### PROVIDED PASSAGE

Regarding sub-leasing of the property, officials of Odisha Govt. apprised that as per the extant laws of the Odisha Govt., for allowing sub-leasing a consent fee of Rs.15 crore per acre is charged and needs to be paid by the Concessionaire. Regarding increasing the lease tenure, officials of the Odisha Govt. apprised that property has still left 50 years of remaining lease tenure. For increasing/ extension of the lease tenure, GA Department has to move fresh proposal, the premium is to be charged de novo. Govt. of Odisha was requested to send the reply of the letter sent by the Secretary (Tourism), GoI on 12.10.2021 and 27.12.2021.

• 38th IMG meeting was held on 02.05.2022 in which IMG discussed that since State Government has reiterated the consent fee for subleasing permission, property can be tendered for O & M for 30+20 years instead of sub-leasing as approximately 52 years lease period is left. IMG decided that if State Government is interested to take back the property, the matter may be discussed with the State Government along with Hotel Nilachal Ashok, Puri. IMG directed that a clear reply of the State Government should be obtained before the next IMG meeting. Letter sent from Secretary (Tourism), GoI to the Chief Secretary, Odisha on 10.06.2022. Reply of the State Govt. is awaited.

### EXCERPTED RECORDS
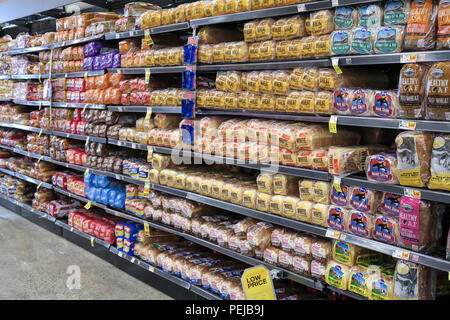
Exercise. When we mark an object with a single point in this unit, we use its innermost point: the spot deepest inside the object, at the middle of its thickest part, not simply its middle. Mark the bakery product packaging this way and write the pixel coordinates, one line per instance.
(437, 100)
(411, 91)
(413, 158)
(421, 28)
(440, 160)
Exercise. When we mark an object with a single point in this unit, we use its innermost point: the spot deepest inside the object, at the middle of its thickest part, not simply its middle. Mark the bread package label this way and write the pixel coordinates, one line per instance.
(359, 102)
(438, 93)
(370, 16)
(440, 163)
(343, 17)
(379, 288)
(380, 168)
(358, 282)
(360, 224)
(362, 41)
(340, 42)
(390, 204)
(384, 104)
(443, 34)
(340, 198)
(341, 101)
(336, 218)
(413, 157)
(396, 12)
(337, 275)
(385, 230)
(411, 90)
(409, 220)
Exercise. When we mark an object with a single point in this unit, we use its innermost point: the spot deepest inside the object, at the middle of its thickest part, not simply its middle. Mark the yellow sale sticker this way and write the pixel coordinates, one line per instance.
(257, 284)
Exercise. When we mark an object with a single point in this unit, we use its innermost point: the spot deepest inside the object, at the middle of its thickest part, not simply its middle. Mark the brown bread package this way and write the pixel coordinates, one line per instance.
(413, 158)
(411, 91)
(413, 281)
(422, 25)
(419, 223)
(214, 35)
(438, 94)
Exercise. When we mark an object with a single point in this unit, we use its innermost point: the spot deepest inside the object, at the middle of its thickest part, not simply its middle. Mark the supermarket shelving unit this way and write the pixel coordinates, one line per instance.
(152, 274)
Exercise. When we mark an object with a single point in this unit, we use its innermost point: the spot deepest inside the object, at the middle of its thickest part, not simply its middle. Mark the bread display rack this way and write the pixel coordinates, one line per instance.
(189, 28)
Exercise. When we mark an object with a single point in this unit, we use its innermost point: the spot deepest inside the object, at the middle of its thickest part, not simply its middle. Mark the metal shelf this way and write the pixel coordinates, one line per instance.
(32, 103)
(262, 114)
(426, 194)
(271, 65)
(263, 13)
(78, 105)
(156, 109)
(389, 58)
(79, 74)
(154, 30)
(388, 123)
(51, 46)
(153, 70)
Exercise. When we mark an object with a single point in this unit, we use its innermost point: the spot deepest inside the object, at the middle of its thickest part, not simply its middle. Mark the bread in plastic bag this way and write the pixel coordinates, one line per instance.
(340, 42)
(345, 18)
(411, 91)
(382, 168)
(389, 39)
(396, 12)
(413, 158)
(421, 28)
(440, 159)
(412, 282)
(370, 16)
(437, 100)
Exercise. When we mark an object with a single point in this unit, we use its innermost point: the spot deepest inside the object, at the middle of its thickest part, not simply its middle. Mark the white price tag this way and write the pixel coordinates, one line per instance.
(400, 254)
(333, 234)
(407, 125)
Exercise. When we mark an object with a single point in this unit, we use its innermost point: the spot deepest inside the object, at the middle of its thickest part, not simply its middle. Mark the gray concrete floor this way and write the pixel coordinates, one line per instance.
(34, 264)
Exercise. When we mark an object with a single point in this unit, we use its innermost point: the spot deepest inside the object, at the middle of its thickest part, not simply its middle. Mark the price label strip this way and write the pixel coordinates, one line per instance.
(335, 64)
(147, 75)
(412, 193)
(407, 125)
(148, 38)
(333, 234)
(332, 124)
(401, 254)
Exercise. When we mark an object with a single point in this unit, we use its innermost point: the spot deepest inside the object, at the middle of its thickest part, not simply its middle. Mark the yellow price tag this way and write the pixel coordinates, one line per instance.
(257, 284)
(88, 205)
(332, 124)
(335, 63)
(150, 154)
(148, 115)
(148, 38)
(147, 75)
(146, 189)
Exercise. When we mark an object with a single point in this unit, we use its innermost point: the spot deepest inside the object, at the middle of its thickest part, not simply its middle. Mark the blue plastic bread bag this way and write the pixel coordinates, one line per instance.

### WRITTEN EXERCISE 1
In the property lease passage, what consent fee does the Odisha Govt. charge to allow sub-leasing?
### WRITTEN EXERCISE 2
Condense the paragraph of the property lease passage that begins "38th IMG meeting was held" into a bulleted list that keeps its main facts.
### WRITTEN EXERCISE 3
Write the next part of the property lease passage, picking up after its final sentence.

### EXERCISE RESPONSE 1
Rs.15 crore per acre, payable by the Concessionaire.

### EXERCISE RESPONSE 2
- The 38th IMG meeting was held on 02.05.2022.
- Because the State Government reiterated the consent fee for subleasing permission, IMG discussed tendering the property for O & M for 30+20 years instead of sub-leasing, as about 52 years of lease remain.
- If the State Government wants to take back the property, the matter may be discussed with it along with Hotel Nilachal Ashok, Puri.
- A clear reply from the State Government is to be obtained before the next IMG meeting.
- The Secretary (Tourism), GoI wrote to the Chief Secretary, Odisha on 10.06.2022, and the State Government's reply is awaited.

### EXERCISE RESPONSE 3
• IMG in the meeting held on 22.09.2022 was apprised that in the meeting held on 06.09.2022 between the Chief Secretary, Odisha and MD-ITDC, ITDC was requested to send the terms & conditions for transfer of land and building of Hotel Kalinga Ashok to the Govt. of Odisha. IMG directed ITDC to send the reply to the Odisha Government at the earliest. Director (Tourism), Govt. of Odisha was also requested to send the reply of the letter dated 10.06.2022 sent by Secretary (Tourism), GoI to the Chief Secretary, Odisha. IMG directed that Govt. of Odisha and ITDC to discuss mutually on the terms of transfer and apprise the result to the IMG in the next meeting. Regarding detailed proposal from ITDC side to Odisha Govt, this was discussed that consultant appointed for Hotel Kalinga Ashok would be asked to work out a proposal on behalf of ITDC considering all the aspects to safeguard interest of ITDC.

• Proposal from M/s CBRE received and placed before the ITDC Board in the meeting held on 29.03.2023. Board approved the proposal. Letter dated 30.07.2024 sent from the Secretary (Tourism) to the Chief Secretary (Odisha).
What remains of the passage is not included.